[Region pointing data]
Start of Block
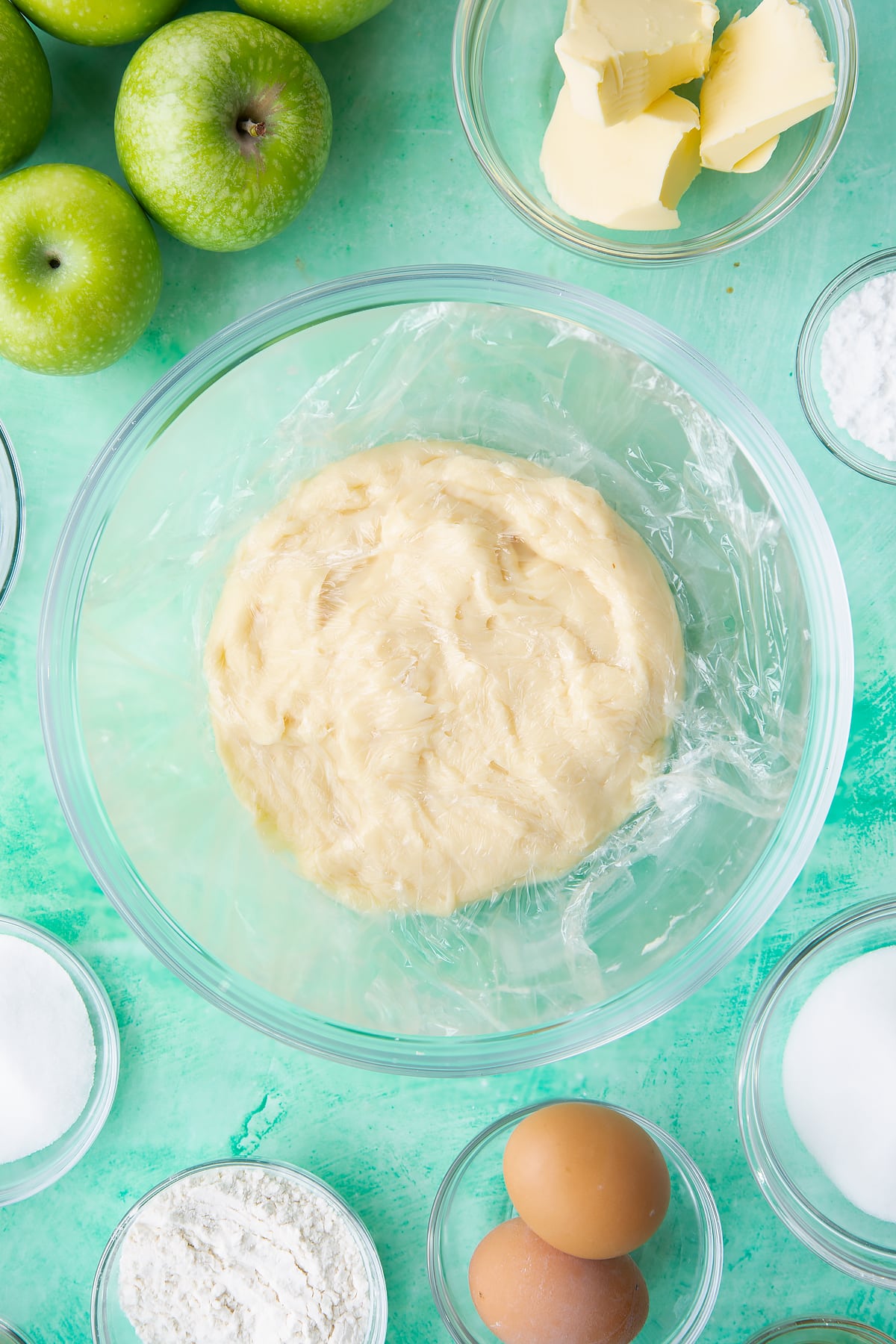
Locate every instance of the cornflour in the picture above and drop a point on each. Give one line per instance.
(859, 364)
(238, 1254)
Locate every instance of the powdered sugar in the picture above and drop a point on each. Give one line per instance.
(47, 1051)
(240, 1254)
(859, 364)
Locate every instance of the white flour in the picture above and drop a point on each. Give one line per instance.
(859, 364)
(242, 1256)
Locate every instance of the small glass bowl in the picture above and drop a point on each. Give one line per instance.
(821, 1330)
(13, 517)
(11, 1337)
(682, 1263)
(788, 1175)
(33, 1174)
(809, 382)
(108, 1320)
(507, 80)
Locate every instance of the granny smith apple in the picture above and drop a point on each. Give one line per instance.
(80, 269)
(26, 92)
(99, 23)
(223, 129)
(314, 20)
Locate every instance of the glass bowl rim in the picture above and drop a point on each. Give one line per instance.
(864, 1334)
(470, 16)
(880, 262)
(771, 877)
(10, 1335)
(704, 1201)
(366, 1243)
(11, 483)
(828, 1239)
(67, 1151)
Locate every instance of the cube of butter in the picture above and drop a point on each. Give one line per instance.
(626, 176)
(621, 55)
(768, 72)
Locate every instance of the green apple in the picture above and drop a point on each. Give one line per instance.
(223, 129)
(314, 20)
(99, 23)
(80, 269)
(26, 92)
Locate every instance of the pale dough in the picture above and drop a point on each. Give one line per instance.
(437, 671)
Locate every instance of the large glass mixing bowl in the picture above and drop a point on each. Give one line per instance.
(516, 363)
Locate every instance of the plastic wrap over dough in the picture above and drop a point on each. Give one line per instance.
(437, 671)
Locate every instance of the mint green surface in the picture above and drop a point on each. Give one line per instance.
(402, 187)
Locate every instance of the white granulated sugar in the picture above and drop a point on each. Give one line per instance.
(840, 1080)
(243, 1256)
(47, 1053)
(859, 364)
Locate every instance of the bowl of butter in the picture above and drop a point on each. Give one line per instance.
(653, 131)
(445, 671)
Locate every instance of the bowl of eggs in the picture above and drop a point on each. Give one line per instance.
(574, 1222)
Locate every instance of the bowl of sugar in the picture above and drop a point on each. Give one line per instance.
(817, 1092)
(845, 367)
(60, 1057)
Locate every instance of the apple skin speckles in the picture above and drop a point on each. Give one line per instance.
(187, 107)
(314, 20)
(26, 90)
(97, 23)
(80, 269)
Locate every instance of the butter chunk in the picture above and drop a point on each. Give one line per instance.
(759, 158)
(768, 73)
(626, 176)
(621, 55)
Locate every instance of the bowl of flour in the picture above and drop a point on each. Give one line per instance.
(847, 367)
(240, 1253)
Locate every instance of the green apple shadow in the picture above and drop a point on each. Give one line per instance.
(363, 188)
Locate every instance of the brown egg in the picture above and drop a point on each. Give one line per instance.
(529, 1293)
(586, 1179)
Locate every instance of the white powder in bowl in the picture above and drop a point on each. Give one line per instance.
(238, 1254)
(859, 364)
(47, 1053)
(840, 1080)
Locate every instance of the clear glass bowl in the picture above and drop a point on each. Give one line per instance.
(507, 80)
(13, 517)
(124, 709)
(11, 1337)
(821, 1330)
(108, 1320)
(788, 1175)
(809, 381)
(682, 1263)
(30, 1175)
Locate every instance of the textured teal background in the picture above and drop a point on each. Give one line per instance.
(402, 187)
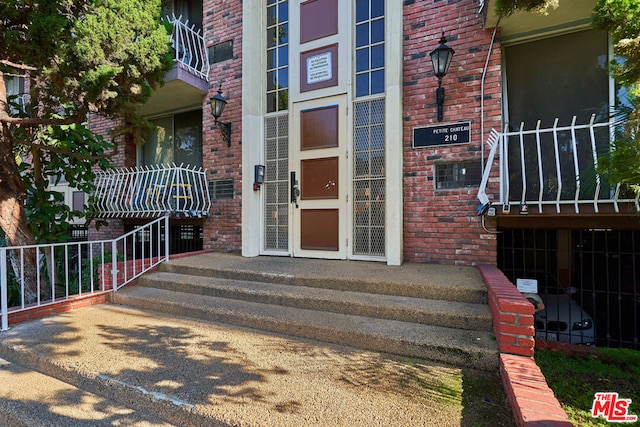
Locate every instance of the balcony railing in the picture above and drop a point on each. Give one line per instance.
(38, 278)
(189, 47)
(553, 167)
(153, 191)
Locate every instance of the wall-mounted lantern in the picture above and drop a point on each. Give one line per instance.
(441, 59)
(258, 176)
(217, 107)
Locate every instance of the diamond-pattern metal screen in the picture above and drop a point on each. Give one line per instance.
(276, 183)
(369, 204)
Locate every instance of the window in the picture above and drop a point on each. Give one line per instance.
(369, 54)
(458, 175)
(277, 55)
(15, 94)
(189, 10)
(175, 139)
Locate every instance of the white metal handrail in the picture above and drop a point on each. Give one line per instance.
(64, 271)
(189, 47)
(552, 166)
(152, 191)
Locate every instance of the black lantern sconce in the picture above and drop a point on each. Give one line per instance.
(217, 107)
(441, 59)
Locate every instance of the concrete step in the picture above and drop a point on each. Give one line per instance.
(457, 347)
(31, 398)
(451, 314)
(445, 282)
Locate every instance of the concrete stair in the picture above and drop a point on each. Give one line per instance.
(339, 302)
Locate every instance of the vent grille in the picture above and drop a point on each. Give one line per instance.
End of Block
_Work request_
The entries above need to be repeated word for word, minus their pictures.

_Result of this exercise_
Locate every instance of the cornflour in the picture above and drop a point on each. Give one line per instance.
(859, 364)
(238, 1254)
Locate every instance of the powdered sugar in the picture above and drop a point on each. Give one line per instance.
(47, 1051)
(240, 1254)
(859, 364)
Locate every instance of the white flour in the picture above and drop a point on each. Give one line per instance.
(859, 364)
(242, 1256)
Locate every instance of the small glass bowl in the picture above and drop a point on each. Give one line per instance.
(821, 1330)
(13, 517)
(11, 1337)
(682, 1263)
(788, 1175)
(33, 1174)
(809, 382)
(108, 1320)
(507, 80)
Locate every instance of the granny smith apple in the picture above and drop a point on each. Give one line per instance.
(80, 269)
(26, 92)
(99, 23)
(223, 129)
(314, 20)
Locate every instance of the glass bowl rim in the picture above and drop a point on each. Give one line per instance.
(864, 1334)
(470, 16)
(880, 262)
(771, 877)
(10, 1335)
(704, 1201)
(366, 1243)
(11, 483)
(828, 1239)
(67, 1151)
Locate every instance of the cube of butter in the picture above and drop a point on each. Give one line per instance.
(626, 176)
(621, 55)
(768, 72)
Locate every instance of the green apple in the picture above and drop a point on each. Give one line per instance.
(223, 129)
(314, 20)
(99, 23)
(80, 269)
(26, 92)
Locate every instance of the pale dough in the picture above and drop a point on each. Give one line per instance.
(437, 671)
Locate every instance of the large glass mixing bowl in the picture above and drop a point on each. Give one line per instance.
(516, 363)
Locate every instance of the plastic wrap over dough in the picture above and drop a point on each. Give one line per instance.
(437, 671)
Locate every instance of the mint green surface in the picture above and drop a point on each. Give one line per instance.
(402, 187)
Locate every instance of the white granulated sugar in the picture above and drop a point on each. Give one line per instance.
(840, 1080)
(243, 1256)
(47, 1053)
(859, 364)
Locate every instance of the bowl of butter in the picture above and drop a point on each. Give one line per instance.
(653, 131)
(445, 671)
Locate every instance of the bowl of eggs in the picture above and drop a point on each. Give one line per instance.
(574, 1222)
Locate every instance of the bowl of sugar in the picture above and drop a point on each. Give one line per instance.
(817, 1092)
(845, 367)
(60, 1057)
Locate every instance of the apple skin speckles in the picture above and drop a point on each. Give one line per instance.
(187, 107)
(314, 20)
(26, 90)
(97, 23)
(80, 269)
Locate every instance of the butter chunk in the picture above and drop a point on each. Give one line per instance.
(759, 158)
(768, 73)
(626, 176)
(621, 55)
Locate every instance of the bowl of flour in the picture above and drop a point on each. Give one line per instance.
(847, 367)
(240, 1253)
Locate every instance of the green apple shadow in the picture above and drop a point on each. Give one line per instance.
(363, 188)
Locate every instance of the brown egg in the picture above and drop a point on each. Give one line per instance.
(529, 1293)
(586, 1179)
Locate every instance of the white powder in bowl in the picture above and drop a point on each. Give one line per instance.
(238, 1254)
(859, 364)
(47, 1053)
(840, 1080)
Locate every instance of the clear glass bowl in the picture above and drop a point on each. Give one line per instance.
(507, 80)
(13, 517)
(124, 709)
(11, 1337)
(821, 1330)
(108, 1320)
(788, 1175)
(809, 381)
(682, 1263)
(30, 1175)
Locate every instance of the textured teal background in the picture above and drop a point on each. Give one line per instance.
(402, 187)
Locate every instance of the balcony railing in the picture above and drop a point on each. Give one line per instance.
(38, 278)
(189, 47)
(553, 167)
(153, 191)
Locate every instance of the wall-mounted lantern in the picture above and drop a point on each. Give one line per instance.
(441, 59)
(258, 176)
(217, 107)
Locate every instance of the diamond-pattern metal screen in the picture above and drop a point on each. Give one line per instance.
(276, 183)
(369, 204)
Locate every instance of the window in the picture above and drop a point on each. Give one line per instance.
(369, 54)
(458, 175)
(277, 55)
(15, 94)
(189, 10)
(175, 139)
Locate every instance of the white metal handrail in the picture above and drop a point on each. Give one line per instance.
(64, 271)
(189, 47)
(552, 166)
(152, 191)
Locate every instance of the black lantern sconce in the picture above and drop a point on each. Give one line per instance.
(217, 107)
(441, 59)
Locate every instance of the concrete step in the picture above and drop a point on each. Give one line per instance.
(457, 347)
(31, 398)
(451, 314)
(445, 282)
Locate every instance of the concrete stair in the picture above and drop a point on each. Give one line per instance.
(339, 302)
Locate every instance of the vent grille in the picture above and drop a point on each. Give one line per instance.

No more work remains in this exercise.